Exercise description: From the line containing "Annotate the roof overhang" to the last line of the records below, repeat every line exactly and add nothing else.

*** Opening Data provided ***

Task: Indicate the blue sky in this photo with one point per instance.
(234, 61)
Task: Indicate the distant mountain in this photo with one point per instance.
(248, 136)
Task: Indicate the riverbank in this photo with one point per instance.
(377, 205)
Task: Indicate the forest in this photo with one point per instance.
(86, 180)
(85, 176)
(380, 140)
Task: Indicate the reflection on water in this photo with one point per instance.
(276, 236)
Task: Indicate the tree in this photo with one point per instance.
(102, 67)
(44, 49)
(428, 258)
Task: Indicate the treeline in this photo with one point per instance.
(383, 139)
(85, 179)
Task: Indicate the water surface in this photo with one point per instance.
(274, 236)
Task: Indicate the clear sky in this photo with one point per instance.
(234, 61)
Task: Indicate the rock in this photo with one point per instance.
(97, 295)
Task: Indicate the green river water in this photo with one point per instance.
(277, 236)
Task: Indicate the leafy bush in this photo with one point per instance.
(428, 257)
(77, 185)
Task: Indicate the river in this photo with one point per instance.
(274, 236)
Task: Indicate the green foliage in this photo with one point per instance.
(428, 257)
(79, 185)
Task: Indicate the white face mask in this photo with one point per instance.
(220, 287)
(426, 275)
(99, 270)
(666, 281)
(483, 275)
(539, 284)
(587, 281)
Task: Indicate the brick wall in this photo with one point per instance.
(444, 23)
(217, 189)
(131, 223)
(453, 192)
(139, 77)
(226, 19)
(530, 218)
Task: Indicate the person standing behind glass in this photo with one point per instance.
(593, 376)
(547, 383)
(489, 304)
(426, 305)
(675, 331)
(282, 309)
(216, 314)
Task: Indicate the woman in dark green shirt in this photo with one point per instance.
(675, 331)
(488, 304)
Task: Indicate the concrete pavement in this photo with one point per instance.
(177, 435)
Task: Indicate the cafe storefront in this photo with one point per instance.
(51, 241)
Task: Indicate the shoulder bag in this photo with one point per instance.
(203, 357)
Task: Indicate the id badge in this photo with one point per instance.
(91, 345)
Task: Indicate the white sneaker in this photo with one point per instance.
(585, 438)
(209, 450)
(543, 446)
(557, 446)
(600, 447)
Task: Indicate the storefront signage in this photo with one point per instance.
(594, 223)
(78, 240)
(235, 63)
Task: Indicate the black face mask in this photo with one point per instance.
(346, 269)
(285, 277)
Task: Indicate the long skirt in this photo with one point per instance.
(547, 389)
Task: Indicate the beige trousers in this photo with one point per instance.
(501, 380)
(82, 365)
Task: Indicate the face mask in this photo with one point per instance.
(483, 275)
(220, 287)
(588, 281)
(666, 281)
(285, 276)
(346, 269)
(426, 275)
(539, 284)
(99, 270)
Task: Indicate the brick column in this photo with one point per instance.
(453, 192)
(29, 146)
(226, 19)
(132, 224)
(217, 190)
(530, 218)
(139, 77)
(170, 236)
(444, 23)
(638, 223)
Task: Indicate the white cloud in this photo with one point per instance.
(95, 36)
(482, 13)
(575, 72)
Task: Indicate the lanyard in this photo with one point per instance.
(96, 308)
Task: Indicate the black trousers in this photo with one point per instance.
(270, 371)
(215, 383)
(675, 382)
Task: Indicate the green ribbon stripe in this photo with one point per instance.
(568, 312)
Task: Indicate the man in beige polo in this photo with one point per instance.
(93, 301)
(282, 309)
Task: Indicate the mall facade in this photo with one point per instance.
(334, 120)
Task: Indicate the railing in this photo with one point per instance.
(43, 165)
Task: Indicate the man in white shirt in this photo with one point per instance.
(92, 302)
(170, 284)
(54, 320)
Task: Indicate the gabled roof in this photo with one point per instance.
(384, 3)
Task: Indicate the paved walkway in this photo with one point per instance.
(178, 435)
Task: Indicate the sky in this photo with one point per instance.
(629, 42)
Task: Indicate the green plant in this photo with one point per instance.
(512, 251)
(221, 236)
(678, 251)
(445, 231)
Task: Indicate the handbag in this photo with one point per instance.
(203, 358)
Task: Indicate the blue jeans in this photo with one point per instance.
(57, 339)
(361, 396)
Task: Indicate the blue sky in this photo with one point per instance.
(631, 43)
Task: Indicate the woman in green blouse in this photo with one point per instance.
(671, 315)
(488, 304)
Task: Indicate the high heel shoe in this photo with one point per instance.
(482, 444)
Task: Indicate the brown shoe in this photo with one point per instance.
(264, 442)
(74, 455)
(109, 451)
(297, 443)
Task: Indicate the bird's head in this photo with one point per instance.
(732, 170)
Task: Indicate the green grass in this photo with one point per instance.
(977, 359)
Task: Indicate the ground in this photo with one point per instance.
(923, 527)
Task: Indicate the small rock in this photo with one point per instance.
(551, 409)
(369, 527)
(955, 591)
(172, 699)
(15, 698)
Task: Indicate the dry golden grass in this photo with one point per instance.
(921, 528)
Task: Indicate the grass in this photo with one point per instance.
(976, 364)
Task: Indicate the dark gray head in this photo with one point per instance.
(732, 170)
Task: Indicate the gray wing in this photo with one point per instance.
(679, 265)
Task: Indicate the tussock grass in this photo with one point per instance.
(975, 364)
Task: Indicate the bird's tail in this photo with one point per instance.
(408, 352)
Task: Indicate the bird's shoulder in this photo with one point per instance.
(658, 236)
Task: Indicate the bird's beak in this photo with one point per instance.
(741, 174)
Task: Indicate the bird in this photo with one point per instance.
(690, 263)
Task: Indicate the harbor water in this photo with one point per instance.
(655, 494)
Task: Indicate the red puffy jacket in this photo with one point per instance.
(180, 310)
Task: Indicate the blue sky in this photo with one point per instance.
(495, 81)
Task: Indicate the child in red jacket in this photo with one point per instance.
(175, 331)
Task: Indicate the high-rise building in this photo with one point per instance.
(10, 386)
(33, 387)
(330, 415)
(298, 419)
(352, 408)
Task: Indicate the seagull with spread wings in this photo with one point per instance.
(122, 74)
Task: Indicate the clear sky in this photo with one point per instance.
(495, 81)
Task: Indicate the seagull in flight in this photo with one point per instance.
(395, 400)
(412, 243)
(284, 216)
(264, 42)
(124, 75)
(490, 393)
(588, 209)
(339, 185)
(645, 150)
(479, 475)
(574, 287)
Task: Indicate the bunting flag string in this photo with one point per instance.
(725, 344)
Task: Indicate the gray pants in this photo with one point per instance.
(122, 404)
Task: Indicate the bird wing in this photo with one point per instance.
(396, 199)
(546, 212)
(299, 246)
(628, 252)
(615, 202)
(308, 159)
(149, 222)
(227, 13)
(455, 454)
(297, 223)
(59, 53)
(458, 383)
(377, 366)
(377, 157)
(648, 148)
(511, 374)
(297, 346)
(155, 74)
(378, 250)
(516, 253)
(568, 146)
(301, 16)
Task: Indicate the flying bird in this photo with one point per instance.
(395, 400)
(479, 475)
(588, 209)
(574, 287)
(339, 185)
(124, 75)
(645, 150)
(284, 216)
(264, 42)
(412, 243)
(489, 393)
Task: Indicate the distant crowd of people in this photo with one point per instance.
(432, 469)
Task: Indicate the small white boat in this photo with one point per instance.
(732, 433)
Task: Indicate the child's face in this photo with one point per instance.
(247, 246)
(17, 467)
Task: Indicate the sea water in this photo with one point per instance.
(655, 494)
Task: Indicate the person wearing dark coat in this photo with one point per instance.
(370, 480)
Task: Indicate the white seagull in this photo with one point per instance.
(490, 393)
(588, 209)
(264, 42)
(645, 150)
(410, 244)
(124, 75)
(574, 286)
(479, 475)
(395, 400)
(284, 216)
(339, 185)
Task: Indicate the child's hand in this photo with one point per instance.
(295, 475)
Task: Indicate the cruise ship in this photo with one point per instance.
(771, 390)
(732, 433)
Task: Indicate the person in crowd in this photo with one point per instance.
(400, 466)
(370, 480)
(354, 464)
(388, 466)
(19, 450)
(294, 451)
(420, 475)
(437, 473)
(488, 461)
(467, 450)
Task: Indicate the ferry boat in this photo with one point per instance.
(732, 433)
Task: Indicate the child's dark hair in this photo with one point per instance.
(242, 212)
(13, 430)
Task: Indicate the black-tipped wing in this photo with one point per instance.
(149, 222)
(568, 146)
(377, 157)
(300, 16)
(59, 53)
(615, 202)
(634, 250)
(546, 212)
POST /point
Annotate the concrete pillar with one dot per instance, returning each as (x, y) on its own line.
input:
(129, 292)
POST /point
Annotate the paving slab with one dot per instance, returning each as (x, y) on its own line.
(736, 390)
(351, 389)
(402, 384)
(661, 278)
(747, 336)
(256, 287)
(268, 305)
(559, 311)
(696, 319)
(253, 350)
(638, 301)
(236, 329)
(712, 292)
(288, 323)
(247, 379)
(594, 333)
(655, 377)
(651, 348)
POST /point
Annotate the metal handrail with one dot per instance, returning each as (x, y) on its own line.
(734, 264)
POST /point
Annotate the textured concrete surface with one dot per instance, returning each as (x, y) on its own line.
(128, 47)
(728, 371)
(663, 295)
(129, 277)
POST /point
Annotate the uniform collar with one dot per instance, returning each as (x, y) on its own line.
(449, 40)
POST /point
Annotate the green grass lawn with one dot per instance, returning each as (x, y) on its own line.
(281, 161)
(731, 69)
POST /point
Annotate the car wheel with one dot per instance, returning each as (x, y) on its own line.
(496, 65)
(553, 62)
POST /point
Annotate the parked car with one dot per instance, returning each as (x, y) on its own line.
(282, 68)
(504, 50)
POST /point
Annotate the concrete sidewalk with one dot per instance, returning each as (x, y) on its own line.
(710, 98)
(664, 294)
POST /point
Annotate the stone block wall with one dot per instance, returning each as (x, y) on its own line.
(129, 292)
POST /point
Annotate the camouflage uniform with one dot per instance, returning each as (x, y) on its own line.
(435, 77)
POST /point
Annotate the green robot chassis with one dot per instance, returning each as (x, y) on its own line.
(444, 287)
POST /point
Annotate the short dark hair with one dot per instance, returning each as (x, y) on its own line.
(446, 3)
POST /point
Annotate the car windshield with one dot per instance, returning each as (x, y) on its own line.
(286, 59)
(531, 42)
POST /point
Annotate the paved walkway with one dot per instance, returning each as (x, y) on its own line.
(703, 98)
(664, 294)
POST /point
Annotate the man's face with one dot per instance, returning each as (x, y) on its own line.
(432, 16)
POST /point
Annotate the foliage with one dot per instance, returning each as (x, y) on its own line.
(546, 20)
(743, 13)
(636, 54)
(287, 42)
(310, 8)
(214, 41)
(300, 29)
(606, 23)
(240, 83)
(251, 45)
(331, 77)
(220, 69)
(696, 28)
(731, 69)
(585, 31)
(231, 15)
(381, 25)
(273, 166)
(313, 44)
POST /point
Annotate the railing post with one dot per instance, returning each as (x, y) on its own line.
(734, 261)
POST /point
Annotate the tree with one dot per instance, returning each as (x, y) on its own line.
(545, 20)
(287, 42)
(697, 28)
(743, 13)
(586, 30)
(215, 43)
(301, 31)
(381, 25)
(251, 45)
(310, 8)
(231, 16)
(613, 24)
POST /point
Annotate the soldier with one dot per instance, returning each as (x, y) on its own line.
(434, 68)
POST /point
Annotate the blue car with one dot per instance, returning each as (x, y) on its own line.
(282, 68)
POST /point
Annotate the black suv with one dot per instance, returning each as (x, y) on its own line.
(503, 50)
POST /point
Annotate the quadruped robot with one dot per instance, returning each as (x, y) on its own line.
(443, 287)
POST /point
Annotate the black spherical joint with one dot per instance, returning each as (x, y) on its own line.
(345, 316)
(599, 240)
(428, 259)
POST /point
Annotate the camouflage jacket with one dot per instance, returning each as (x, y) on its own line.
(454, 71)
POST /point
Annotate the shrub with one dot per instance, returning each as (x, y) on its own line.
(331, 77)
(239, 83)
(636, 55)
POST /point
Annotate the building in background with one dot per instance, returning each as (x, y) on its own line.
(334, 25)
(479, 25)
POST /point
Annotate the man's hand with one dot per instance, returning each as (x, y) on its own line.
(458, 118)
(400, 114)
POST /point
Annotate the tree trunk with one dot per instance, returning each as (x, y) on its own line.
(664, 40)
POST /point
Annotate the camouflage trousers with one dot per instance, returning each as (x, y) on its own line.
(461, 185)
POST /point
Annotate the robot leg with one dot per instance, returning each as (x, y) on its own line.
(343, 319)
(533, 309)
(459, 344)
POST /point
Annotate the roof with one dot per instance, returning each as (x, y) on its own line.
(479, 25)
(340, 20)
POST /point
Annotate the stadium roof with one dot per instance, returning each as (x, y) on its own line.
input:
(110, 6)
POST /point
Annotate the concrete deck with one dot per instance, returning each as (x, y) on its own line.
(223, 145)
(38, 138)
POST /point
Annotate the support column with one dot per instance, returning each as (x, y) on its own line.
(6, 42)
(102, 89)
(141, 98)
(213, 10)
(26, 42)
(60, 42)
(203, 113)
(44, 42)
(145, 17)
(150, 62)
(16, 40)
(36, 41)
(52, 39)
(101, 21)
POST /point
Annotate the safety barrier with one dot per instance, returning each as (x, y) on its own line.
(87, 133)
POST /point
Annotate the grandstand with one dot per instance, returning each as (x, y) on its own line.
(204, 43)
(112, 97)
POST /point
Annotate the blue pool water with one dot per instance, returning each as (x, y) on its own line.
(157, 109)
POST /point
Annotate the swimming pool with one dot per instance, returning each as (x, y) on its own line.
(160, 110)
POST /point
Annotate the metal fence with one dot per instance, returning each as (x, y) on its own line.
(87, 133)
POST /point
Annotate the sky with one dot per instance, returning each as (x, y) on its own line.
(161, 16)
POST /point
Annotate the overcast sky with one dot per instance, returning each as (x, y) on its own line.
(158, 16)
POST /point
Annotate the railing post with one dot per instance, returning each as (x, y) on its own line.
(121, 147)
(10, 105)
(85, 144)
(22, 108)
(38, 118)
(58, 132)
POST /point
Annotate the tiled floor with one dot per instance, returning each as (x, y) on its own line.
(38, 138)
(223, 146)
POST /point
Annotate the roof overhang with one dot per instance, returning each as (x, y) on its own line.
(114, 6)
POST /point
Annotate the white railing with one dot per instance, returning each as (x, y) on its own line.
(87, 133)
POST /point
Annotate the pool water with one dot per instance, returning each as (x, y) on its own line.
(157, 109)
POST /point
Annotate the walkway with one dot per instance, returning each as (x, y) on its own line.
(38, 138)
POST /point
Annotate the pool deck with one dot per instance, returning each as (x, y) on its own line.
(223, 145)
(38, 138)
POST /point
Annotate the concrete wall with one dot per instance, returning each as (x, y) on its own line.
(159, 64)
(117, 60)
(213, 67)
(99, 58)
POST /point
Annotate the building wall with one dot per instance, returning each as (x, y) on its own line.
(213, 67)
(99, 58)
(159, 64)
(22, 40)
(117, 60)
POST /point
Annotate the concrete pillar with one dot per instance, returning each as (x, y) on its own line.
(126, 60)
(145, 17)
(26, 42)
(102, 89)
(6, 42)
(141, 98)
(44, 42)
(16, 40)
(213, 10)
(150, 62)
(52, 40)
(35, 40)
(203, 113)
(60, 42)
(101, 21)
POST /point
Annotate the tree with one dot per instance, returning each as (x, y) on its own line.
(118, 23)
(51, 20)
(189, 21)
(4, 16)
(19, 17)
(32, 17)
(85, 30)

*** Closing Data provided ***

Output for this exercise:
Annotate the roof overhang with one dot per instance, returning each as (x, y) on its own line.
(114, 6)
POST /point
Annotate the white railing with one dot per instance, returning each as (x, y) on its own line.
(87, 133)
POST /point
Annotate the pool water with one dot per instance, returning each as (x, y) on its own line.
(157, 109)
POST /point
Annotate the walkway with one dot per instance, returning each as (x, y) on its own line.
(38, 138)
POST /point
Annotate the pool deck with one dot per instance, returning each as (x, y) on its own line.
(223, 145)
(38, 138)
POST /point
Annotate the concrete wall with one dot per instance, returning each as (x, y) on its own line.
(159, 64)
(117, 60)
(213, 67)
(99, 58)
POST /point
Annotate the building wall with one dot per instance, returning each as (x, y) on its own line.
(213, 67)
(99, 58)
(159, 64)
(22, 40)
(117, 60)
POST /point
Annotate the concrete pillar with one dot per instance, returning each as (x, y) on its own line.
(126, 60)
(145, 17)
(26, 42)
(102, 89)
(6, 42)
(141, 98)
(44, 42)
(16, 40)
(213, 10)
(150, 62)
(52, 40)
(35, 40)
(203, 113)
(60, 42)
(101, 21)
POST /point
Annotate the tree with one dot per instance, returning each as (x, y) on its own line.
(118, 23)
(51, 20)
(189, 21)
(4, 16)
(19, 17)
(32, 17)
(85, 30)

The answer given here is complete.